-- Opening Marker --

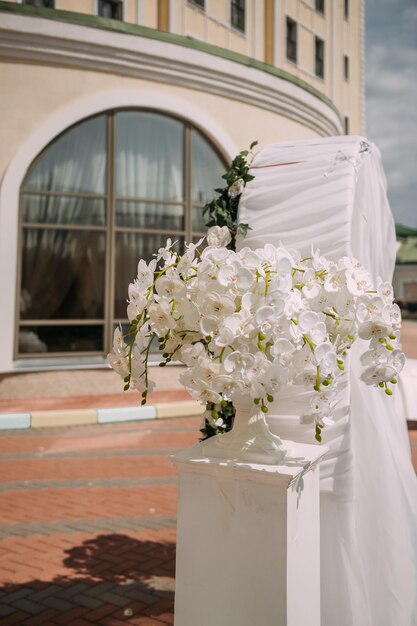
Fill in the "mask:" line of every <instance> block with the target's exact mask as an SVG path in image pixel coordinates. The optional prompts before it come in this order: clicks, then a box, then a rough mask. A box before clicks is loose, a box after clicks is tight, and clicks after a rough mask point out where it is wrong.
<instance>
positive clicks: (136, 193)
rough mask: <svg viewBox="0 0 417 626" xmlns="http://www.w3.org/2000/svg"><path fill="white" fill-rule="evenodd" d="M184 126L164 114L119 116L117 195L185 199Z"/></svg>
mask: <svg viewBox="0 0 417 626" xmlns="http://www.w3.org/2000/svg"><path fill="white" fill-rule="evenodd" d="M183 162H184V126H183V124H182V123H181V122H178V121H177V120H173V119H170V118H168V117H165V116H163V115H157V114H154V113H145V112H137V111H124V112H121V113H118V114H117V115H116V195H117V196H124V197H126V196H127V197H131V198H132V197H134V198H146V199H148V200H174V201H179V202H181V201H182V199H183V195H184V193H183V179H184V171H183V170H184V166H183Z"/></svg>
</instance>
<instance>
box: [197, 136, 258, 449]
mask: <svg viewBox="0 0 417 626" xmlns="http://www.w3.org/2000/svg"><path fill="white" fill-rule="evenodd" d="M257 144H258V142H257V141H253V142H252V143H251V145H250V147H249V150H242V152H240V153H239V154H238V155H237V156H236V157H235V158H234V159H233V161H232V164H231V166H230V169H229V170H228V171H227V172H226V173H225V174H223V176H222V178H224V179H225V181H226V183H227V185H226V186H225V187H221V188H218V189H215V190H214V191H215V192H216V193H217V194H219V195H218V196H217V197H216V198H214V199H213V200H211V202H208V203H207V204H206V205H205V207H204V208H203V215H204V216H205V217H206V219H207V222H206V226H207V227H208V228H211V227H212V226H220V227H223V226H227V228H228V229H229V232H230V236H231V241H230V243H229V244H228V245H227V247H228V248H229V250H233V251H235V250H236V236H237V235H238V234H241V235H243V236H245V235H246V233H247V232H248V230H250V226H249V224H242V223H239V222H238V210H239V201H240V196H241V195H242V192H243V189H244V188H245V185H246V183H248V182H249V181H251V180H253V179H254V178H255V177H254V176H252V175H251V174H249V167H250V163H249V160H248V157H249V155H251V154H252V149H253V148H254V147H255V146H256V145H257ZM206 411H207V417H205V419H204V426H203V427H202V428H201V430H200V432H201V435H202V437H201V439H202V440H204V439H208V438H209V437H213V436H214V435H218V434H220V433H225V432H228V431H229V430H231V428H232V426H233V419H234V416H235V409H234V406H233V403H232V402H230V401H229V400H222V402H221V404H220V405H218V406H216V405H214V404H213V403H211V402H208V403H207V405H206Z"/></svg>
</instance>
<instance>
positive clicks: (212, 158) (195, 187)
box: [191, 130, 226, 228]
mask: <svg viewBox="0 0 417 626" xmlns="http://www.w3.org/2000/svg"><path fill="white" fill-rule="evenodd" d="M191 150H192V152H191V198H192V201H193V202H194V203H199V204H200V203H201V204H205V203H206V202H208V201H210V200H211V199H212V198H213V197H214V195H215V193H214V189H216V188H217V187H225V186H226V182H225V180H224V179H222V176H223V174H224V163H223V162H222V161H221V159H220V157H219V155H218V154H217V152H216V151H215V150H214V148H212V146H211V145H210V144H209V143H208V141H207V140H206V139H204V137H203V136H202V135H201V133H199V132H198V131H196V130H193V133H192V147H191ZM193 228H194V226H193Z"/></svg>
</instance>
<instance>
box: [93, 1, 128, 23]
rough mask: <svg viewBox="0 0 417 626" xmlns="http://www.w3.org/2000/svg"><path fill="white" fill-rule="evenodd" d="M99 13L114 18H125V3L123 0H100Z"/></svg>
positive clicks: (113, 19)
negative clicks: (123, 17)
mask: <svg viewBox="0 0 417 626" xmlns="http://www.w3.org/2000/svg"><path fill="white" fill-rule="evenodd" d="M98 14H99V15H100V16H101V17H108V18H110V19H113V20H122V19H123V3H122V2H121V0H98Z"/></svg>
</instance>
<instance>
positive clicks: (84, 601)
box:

-- Closing Marker --

* [Task directions]: Copy out all of the records above word for word, leaving out the pictures.

* [Written answer]:
Fill in the "mask:" line of every <instance> block with the target's exact mask as an SVG path in image pixel coordinates. The optional prompts before it come in this order: clicks, then a box, then a rough mask. A box before clicks is loose, a box after clicks is tight, and clicks after a rough mask point out where it is wrong.
<instance>
positive clicks: (136, 193)
rough mask: <svg viewBox="0 0 417 626" xmlns="http://www.w3.org/2000/svg"><path fill="white" fill-rule="evenodd" d="M184 126L164 114L119 116L117 195L185 199Z"/></svg>
mask: <svg viewBox="0 0 417 626" xmlns="http://www.w3.org/2000/svg"><path fill="white" fill-rule="evenodd" d="M183 162H184V126H183V124H182V123H181V122H178V121H177V120H173V119H170V118H168V117H165V116H163V115H157V114H154V113H145V112H137V111H124V112H121V113H118V114H117V115H116V195H117V196H124V197H126V196H127V197H131V198H132V197H134V198H146V199H148V200H174V201H179V202H181V201H182V199H183V195H184V193H183V179H184V171H183V170H184V166H183Z"/></svg>
</instance>
<instance>
box: [197, 136, 258, 449]
mask: <svg viewBox="0 0 417 626" xmlns="http://www.w3.org/2000/svg"><path fill="white" fill-rule="evenodd" d="M257 144H258V142H257V141H253V142H252V143H251V145H250V147H249V150H242V152H240V153H239V154H238V155H237V156H236V157H235V158H234V159H233V161H232V164H231V166H230V169H229V170H228V171H227V172H226V173H225V174H223V176H222V178H224V179H225V181H226V183H227V185H226V186H225V187H221V188H218V189H215V190H214V191H215V192H216V193H217V194H219V195H218V196H217V197H216V198H214V199H213V200H211V202H208V203H207V204H206V205H205V207H204V208H203V215H204V216H205V217H206V219H207V222H206V226H207V227H208V228H211V227H212V226H220V227H223V226H227V228H228V229H229V232H230V236H231V241H230V243H229V244H228V245H227V247H228V248H229V250H233V251H235V250H236V236H237V235H238V234H241V235H243V236H245V235H246V233H247V232H248V230H250V226H249V224H242V223H239V222H238V210H239V201H240V196H241V195H242V192H243V189H244V188H245V185H246V183H248V182H249V181H251V180H253V179H254V178H255V177H254V176H252V175H251V174H249V167H250V163H249V160H248V157H249V155H251V154H252V149H253V148H254V147H255V146H256V145H257ZM206 411H207V417H205V419H204V426H203V427H202V428H201V430H200V432H201V435H202V437H201V439H202V440H204V439H208V438H209V437H213V436H214V435H218V434H220V433H225V432H228V431H229V430H231V428H232V426H233V419H234V416H235V409H234V406H233V403H232V402H230V401H229V400H222V402H221V404H220V405H218V406H216V405H214V404H213V403H211V402H208V403H207V405H206Z"/></svg>
</instance>
<instance>
positive clicks: (212, 158) (195, 187)
box: [191, 130, 226, 228]
mask: <svg viewBox="0 0 417 626" xmlns="http://www.w3.org/2000/svg"><path fill="white" fill-rule="evenodd" d="M191 150H192V152H191V198H192V201H193V202H194V203H199V204H200V203H201V204H205V203H206V202H208V201H210V200H211V199H212V198H213V197H214V195H215V193H214V189H216V188H217V187H225V186H226V182H225V180H224V179H222V176H223V174H224V163H223V162H222V161H221V159H220V157H219V155H218V154H217V152H216V151H215V150H214V148H212V146H211V145H210V144H209V143H208V141H207V140H206V139H204V137H203V136H202V135H201V133H199V132H198V131H196V130H193V133H192V147H191ZM193 228H194V226H193Z"/></svg>
</instance>
<instance>
box: [93, 1, 128, 23]
rough mask: <svg viewBox="0 0 417 626" xmlns="http://www.w3.org/2000/svg"><path fill="white" fill-rule="evenodd" d="M99 13L114 18H125V3L123 0H100Z"/></svg>
positive clicks: (113, 19)
negative clicks: (123, 17)
mask: <svg viewBox="0 0 417 626" xmlns="http://www.w3.org/2000/svg"><path fill="white" fill-rule="evenodd" d="M98 14H99V15H100V16H101V17H108V18H110V19H113V20H122V19H123V3H122V2H121V0H98Z"/></svg>
</instance>
<instance>
positive clicks: (84, 601)
box:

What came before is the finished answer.